**PASSAGE PROVIDED**
•••••

It's A Cup Final Knockout 1977
British Domestic Series

Presenters: Stuart Hall and Eddie Waring
Referees: Arthur Ellis

Games Arranger: Paul Trerise / Designer: Mel Bibby
Cecil Korer / Director: Geoff Wilson
A BBC North West Production


It's A Cup Final Knockout 1977

FA Cup Final Special

Event Staged: Sunday 15th May 1977 at 4.45pm
Venue: South Liverpool F.C. Football Ground (Holly Park),
Garston, Liverpool, Merseyside, England

BBC1 (GB):
Saturday 21st May 1977, 12.30-1.15pm (as part of Cup Final Grandstand)

Special Guests (non-participating):
Past and present players and celebrity supporters of both teams.

Free Gift from JSFnetGB!
Download the Original Souvenir Programme from this event (PDF)

Kindly donated by Neil Storer

Teams: Liverpool F.C. v. Manchester United F.C.

Team Members included:
Liverpool F.C. -
John Chadwick (Team Coach), Jim Denham (Team Captain), Abbel Hamid Bouzib, Maggie Boyle, Frank Chadwick, Billy Davies, Barbara Denham, David Gill, John Green, Ron Hancock, Alison Pedder, Phil Pindar, Sue Power, Margaret Pringle, Ray Solomon, Billy Sullivan, Colin Sullivan, Keith Tweddle, Lynn Yates;

Manchester United F.C. - David Smith (Team Manager), Tony Blair, Dave Bradbury, Phil Burslem, Cliff Butler, Trevor Butler, Yvonne Butler, Clare George, Joyce Goldstone, Lesley Peters, Alan Redfern, Mark Redfern, Mike Royle, Anne Smith, Pete Solski, Paul Wilcox, Jane Williams, Terry Williams.

Games (Official Titles): Sack Squeeze, Rotary Goal, Smooth Dresser, Roll-Up Race, A Mere Trifle, Box Burst, Trouser Twins and Kleptomania;
Reserve Game: Hop to Swap.

Game Results and Standings




Final Scoreboard


 Manchester United F.C.
 Liverpool F.C.


The Host Town

Garston, Merseyside

Garston, a district with its southern border on the River Mersey, is located in the south of the city of Liverpool in the county of Merseyside.

A recent aerial photograph of Garston Docks


In medieval times, Garston was home to a group of Benedictine monks with the first recorded mention of settlement being the Church of St. Michael in 1235. By the 19th century, the area had become a small village, one of the eight townships forming the parish of Childwall.

A small dock was first built at Garston in 1793 for Blackburne’s Saltworks, which still stands today. Garston's growth accelerated rapidly in the 1840s, when in 1846, the area's first dock was constructed and opened, under the auspices of the St. Helens and Runcorn Gap Railway Company. The ‘Old Dock’ was followed twenty years later by a second, the ‘North Dock’. In 1902, Garston was incorporated into the City of Liverpool and a third and final dock, Stalbridge, was opened in 1907.

•••••

**SET PROBLEM 1**
Condense the paragraph of the It's A Cup Final Knockout page that begins "A small dock was first built" into a short dated list that keeps its main facts.
**SET PROBLEM 2**
Update the records from their first line through the line containing "101], [149, 112]]", replacing "gabled roof" with "pitched roof" and leaving everything else unchanged.

•••••

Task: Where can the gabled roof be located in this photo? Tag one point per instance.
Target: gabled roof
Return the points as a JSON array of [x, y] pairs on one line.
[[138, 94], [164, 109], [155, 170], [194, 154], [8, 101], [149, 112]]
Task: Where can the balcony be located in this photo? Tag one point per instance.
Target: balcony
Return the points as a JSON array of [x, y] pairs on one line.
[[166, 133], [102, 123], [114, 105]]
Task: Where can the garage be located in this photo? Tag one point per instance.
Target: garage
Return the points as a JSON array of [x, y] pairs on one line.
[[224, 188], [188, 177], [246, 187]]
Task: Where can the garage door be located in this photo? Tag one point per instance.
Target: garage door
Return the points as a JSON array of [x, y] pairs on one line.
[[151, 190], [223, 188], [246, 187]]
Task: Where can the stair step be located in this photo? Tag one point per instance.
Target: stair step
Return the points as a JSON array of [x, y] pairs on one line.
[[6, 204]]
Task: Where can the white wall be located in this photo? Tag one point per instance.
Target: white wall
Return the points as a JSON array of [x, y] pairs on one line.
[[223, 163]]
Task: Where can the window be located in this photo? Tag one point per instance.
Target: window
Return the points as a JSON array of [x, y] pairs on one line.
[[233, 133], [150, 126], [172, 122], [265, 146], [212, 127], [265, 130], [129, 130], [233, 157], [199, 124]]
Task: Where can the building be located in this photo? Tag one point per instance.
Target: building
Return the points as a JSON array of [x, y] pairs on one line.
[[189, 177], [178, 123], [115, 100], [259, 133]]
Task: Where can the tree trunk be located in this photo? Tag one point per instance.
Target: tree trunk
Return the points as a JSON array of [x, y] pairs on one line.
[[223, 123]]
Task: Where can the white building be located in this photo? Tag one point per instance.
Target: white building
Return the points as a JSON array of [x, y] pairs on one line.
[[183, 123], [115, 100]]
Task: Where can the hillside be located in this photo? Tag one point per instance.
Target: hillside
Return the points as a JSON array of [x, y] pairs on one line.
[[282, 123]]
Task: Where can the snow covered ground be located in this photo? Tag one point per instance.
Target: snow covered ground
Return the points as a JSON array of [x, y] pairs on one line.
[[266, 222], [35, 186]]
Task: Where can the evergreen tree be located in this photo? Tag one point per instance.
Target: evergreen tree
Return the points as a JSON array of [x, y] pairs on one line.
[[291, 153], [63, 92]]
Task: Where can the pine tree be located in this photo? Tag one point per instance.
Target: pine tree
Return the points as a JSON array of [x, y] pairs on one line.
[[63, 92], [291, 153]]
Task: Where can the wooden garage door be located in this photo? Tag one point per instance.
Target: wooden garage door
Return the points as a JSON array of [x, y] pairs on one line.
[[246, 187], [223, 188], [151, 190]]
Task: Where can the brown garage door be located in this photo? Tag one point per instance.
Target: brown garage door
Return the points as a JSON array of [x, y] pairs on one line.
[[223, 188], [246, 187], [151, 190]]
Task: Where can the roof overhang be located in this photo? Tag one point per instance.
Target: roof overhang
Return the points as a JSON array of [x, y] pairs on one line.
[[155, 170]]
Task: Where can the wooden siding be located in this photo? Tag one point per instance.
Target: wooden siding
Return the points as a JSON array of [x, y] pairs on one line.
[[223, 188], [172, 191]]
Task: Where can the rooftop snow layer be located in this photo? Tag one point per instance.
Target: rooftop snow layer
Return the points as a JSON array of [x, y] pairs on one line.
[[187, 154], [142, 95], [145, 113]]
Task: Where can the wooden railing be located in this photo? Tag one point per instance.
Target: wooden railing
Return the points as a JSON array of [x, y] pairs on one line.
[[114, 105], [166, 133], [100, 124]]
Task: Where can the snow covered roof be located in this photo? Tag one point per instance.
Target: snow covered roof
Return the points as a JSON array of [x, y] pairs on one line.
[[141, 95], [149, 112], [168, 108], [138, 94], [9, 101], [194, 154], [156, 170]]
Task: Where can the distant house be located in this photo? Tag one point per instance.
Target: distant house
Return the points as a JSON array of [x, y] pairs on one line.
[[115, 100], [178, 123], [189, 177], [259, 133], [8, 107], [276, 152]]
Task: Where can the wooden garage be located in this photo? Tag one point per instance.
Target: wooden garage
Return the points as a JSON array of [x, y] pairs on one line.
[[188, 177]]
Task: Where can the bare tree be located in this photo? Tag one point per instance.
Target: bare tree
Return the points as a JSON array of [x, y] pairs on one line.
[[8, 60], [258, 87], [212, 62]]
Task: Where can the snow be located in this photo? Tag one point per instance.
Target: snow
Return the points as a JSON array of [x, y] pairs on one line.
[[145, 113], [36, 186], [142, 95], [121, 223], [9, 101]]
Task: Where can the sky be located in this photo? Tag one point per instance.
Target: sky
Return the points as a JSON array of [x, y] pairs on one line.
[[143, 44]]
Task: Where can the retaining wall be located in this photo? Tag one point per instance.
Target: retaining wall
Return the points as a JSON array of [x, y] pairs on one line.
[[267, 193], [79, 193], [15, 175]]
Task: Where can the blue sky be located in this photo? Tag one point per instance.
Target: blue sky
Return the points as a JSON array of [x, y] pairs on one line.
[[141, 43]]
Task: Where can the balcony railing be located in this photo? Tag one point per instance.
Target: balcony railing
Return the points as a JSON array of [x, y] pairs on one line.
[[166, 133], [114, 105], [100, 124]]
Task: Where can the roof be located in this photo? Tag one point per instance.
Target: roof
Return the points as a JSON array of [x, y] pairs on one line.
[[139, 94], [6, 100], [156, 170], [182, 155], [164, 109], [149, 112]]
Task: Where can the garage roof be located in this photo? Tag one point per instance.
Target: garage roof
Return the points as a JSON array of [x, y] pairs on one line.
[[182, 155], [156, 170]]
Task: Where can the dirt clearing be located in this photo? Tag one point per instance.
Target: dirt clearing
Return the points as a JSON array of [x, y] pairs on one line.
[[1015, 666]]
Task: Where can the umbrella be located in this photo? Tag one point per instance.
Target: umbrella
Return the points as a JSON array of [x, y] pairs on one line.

•••••

**RESULT 1**
- 1793: A small dock is built at Garston for Blackburne's Saltworks.
- 1840s: Garston's growth accelerates rapidly.
- 1846: The area's first dock, the 'Old Dock', opens under the St. Helens and Runcorn Gap Railway Company.
- Twenty years later: A second dock, the 'North Dock', follows.
- 1902: Garston is incorporated into the City of Liverpool.
- 1907: The third and final dock, Stalbridge, opens.

**RESULT 2**
Task: Where can the pitched roof be located in this photo? Tag one point per instance.
Target: pitched roof
Return the points as a JSON array of [x, y] pairs on one line.
[[138, 94], [164, 109], [155, 170], [194, 154], [8, 101], [149, 112]]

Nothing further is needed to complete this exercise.